MATERIAL SUPPLIED.
━━━━

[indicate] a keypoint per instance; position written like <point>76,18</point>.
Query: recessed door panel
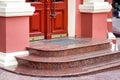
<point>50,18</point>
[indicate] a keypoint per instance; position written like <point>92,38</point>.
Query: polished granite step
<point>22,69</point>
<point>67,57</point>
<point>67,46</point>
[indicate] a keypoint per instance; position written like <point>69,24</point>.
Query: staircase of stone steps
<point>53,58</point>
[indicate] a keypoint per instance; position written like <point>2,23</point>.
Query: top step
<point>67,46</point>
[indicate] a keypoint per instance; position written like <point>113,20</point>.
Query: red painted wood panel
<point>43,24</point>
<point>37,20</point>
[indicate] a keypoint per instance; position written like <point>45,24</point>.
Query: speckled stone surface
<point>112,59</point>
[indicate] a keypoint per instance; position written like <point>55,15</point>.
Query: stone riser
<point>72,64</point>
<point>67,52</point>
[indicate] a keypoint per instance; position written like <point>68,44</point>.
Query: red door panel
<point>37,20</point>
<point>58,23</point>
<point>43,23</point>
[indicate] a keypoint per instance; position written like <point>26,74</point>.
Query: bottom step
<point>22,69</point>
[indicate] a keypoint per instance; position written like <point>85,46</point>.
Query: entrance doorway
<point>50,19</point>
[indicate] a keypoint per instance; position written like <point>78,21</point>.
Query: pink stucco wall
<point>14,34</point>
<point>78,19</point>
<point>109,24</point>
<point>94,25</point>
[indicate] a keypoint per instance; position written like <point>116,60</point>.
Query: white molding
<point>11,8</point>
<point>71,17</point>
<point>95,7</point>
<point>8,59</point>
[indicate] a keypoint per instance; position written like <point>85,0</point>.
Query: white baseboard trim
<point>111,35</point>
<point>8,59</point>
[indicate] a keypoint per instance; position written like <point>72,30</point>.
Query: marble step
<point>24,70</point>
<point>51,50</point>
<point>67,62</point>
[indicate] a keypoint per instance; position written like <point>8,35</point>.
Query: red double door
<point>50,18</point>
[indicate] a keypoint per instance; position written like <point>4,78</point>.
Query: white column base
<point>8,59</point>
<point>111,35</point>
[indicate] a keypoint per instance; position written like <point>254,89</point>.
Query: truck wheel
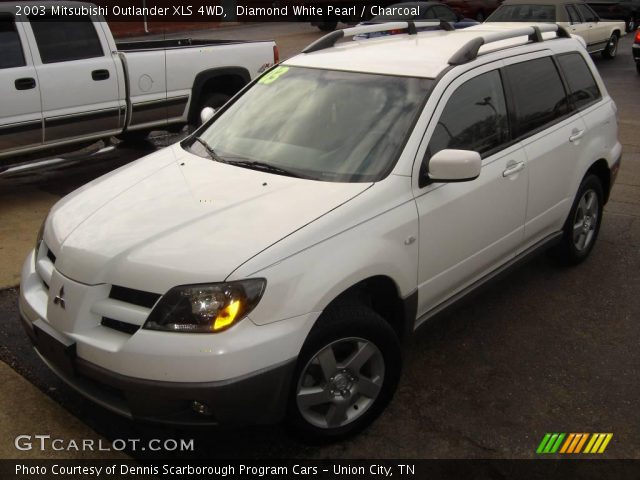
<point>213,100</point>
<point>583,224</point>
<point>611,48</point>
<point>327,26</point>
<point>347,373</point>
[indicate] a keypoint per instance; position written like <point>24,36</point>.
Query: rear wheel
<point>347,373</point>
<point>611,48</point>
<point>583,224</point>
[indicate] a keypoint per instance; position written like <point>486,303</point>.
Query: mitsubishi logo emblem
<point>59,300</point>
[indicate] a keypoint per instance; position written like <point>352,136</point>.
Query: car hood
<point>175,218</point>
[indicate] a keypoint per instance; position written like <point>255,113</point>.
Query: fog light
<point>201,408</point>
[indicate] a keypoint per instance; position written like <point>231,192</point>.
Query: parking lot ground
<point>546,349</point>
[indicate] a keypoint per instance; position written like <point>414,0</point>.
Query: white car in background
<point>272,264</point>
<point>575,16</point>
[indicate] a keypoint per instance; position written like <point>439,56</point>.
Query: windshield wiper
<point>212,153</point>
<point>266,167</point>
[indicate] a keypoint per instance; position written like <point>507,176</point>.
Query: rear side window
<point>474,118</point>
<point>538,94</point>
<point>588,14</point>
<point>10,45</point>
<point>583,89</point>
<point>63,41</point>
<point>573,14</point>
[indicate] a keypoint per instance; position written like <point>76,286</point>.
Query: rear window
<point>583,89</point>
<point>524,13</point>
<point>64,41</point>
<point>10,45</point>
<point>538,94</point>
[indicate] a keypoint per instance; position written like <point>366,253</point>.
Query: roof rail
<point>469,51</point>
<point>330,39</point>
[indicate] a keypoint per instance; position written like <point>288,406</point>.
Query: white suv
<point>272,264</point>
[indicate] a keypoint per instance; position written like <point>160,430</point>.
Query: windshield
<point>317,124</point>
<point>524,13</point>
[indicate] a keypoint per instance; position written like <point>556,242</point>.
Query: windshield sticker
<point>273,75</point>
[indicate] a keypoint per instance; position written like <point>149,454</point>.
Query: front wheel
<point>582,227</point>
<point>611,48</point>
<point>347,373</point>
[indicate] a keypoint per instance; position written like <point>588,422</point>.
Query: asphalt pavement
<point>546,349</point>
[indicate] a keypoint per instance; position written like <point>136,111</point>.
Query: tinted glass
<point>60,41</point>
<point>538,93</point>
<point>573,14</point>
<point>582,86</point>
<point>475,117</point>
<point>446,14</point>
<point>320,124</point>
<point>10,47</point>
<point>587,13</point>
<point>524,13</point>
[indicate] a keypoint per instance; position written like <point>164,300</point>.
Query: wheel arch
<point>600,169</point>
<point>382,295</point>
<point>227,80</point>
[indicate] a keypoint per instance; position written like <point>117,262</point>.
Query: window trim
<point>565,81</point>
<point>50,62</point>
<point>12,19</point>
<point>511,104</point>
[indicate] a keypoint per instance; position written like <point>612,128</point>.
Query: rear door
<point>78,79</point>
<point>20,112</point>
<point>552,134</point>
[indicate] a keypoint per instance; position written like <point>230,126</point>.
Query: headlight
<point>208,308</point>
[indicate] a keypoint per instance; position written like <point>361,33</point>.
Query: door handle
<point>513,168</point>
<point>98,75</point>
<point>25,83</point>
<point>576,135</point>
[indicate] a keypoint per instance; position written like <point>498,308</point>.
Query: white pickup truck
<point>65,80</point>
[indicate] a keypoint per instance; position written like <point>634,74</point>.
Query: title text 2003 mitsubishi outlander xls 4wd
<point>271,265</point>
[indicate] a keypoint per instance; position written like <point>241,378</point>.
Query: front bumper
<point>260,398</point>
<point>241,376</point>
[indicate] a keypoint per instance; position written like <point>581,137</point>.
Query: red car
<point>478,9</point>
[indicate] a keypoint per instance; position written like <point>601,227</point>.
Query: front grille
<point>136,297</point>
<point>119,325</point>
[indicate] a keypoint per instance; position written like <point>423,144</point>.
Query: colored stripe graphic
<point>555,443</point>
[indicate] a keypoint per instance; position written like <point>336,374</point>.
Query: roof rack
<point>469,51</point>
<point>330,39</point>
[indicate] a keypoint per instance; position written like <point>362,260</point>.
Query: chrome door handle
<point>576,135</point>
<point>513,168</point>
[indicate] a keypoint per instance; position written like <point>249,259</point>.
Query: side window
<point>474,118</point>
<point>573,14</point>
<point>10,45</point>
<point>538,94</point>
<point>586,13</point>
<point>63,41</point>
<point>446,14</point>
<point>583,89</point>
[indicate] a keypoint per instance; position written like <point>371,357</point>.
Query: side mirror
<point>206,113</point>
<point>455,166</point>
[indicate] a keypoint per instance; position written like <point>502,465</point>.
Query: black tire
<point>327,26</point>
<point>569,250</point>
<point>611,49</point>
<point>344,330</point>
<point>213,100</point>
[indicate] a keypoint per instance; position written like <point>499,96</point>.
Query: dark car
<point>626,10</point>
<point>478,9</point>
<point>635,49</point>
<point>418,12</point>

━━━━

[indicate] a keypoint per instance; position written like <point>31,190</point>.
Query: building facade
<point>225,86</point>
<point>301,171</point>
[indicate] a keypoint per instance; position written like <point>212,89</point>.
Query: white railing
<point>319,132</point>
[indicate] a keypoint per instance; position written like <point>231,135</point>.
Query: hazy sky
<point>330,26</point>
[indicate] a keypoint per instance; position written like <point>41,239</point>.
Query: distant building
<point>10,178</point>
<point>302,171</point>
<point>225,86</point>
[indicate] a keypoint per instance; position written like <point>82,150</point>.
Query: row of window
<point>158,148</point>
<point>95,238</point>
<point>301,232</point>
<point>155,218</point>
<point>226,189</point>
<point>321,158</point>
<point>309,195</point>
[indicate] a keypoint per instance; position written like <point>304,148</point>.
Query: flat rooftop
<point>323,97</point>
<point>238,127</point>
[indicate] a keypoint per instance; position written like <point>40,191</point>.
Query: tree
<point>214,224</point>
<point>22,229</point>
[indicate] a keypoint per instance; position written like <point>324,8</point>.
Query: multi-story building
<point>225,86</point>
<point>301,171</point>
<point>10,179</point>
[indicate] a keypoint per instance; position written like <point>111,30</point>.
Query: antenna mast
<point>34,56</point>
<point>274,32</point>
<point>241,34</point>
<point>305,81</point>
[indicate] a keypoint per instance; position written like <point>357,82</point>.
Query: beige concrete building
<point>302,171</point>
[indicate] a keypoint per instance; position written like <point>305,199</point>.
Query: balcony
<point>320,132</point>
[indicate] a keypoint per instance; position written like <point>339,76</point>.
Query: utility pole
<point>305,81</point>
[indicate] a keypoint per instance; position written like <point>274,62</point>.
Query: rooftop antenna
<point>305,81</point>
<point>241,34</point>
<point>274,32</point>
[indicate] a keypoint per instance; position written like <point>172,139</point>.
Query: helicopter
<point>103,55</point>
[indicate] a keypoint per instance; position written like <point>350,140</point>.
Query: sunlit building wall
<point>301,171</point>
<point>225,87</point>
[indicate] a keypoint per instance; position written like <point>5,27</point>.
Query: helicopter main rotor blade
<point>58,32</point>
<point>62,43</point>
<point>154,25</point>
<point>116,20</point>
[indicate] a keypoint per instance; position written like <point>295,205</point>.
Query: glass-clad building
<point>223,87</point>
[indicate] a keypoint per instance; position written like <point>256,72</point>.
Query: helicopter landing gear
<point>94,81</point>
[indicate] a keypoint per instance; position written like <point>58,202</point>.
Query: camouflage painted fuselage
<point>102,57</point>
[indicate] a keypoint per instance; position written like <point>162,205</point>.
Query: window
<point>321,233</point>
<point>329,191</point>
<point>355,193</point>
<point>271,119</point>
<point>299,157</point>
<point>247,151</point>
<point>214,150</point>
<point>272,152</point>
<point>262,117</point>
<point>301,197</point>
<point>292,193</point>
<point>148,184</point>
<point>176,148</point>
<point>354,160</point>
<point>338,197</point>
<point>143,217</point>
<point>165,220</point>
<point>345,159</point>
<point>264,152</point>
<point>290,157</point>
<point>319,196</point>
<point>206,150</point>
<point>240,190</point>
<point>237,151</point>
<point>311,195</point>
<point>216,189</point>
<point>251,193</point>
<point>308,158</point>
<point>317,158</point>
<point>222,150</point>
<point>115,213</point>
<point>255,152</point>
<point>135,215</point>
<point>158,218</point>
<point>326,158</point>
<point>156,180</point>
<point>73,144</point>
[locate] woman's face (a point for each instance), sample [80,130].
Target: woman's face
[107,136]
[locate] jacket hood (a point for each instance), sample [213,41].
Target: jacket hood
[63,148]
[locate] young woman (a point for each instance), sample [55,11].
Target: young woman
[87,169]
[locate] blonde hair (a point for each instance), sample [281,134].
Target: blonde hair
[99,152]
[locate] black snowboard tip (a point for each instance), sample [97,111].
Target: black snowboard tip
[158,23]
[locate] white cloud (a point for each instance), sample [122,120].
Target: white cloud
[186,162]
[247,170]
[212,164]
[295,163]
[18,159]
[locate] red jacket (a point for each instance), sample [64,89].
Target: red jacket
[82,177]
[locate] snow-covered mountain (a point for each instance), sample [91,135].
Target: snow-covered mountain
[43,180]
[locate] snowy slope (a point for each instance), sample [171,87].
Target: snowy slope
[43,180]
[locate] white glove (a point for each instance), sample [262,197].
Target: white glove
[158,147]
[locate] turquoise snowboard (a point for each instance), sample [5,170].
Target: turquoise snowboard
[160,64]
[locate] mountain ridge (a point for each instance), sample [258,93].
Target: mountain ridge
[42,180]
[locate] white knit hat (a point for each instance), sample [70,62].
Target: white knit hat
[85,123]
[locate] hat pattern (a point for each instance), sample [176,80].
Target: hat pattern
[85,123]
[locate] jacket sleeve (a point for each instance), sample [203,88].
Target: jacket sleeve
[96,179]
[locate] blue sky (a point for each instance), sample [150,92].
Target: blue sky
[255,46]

━━━━

SET TASK. Reproduce the data verbatim, everything from the line containing "written like <point>256,72</point>." down to the line containing "<point>102,57</point>", with both of those lines included.

REPLY TO THE TASK.
[indicate] a keypoint per instance; position written like <point>256,72</point>.
Query: helicopter landing gear
<point>94,81</point>
[indicate] a keypoint per instance; position written like <point>58,202</point>.
Query: camouflage painted fuselage
<point>102,57</point>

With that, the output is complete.